--- Start of RECORDS SHOWN ---

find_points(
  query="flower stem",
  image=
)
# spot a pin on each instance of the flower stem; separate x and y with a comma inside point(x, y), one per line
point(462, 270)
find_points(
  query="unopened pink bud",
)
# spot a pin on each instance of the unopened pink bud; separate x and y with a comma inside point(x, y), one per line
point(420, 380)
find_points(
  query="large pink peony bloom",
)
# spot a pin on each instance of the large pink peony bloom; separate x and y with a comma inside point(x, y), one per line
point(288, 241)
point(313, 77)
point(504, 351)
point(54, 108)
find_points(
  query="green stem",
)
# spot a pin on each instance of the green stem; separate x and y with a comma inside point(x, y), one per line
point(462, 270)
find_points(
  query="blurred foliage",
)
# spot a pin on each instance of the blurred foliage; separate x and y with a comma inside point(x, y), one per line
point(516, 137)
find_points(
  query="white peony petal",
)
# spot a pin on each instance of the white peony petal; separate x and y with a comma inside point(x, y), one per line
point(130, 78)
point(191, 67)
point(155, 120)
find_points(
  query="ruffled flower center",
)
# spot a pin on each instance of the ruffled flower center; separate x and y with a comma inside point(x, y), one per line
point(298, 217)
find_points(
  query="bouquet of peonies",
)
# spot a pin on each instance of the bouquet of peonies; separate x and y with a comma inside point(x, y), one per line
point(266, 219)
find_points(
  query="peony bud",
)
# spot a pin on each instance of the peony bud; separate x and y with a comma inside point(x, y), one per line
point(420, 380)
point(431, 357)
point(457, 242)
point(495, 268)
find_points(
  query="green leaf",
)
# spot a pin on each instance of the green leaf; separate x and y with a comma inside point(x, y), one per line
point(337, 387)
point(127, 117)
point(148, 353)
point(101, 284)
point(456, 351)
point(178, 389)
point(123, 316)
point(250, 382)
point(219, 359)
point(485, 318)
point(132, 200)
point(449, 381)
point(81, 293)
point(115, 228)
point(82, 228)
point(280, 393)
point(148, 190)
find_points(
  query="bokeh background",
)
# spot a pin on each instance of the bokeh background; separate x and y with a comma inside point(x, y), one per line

--- End of RECORDS SHOWN ---

TASK GOAL: Please output the complete data exactly.

COMPLETED EXERCISE:
find_points(
  query="flower stem",
  image=
)
# spot a pin on each instance of the flower stem; separate x and y with a comma inside point(x, y), one per line
point(462, 270)
find_points(
  query="unopened pink bud",
)
# spot a pin on each instance of the unopened pink bud; separate x and y with a comma inside point(x, y), one per line
point(420, 380)
find_points(
  query="large pink peony bloom",
)
# spot a pin on each instance of the large pink peony bloom; separate x and y with a comma inside point(x, y), one per line
point(288, 241)
point(313, 77)
point(504, 351)
point(54, 108)
find_points(
  query="green stem",
)
# spot a pin on each instance of the green stem; separate x and y with a comma inside point(x, y), one per line
point(462, 270)
find_points(
  query="blurred foliage",
)
# spot a pin on each instance of the blurred foliage; separate x and y with a comma inside point(x, y), one per line
point(516, 137)
find_points(
  query="white peony petal",
)
# spot a pin on each instance of the white peony petal; separate x and y with a comma inside point(x, y), one per line
point(130, 78)
point(191, 67)
point(155, 120)
find_points(
  query="ruffled flower center",
)
# spot a pin on each instance of the ruffled flower center; separate x and y with a comma inside point(x, y), one per line
point(298, 217)
find_points(
  query="bouquet of peonies",
)
# spot a pin on each instance of the bouquet of peonies; separate x and y with a comma inside point(x, y), one per line
point(266, 219)
find_points(
  query="peony bud",
)
# spot a pin on each instance of the peony bud; separate x and y with a comma inside point(x, y), one per line
point(420, 380)
point(431, 357)
point(457, 242)
point(495, 268)
find_points(
  query="green leaf",
)
# spot a pin on each instance of the green leaf; separate x and y with a comma inside point(x, y), one per line
point(337, 387)
point(127, 117)
point(148, 353)
point(101, 284)
point(456, 351)
point(178, 389)
point(123, 316)
point(250, 382)
point(219, 359)
point(485, 318)
point(132, 200)
point(449, 381)
point(81, 293)
point(115, 228)
point(82, 228)
point(280, 393)
point(148, 190)
find_points(
  query="bokeh background",
)
# spot a pin on each instance of the bokeh background; separate x and y with a comma inside point(x, y), one per line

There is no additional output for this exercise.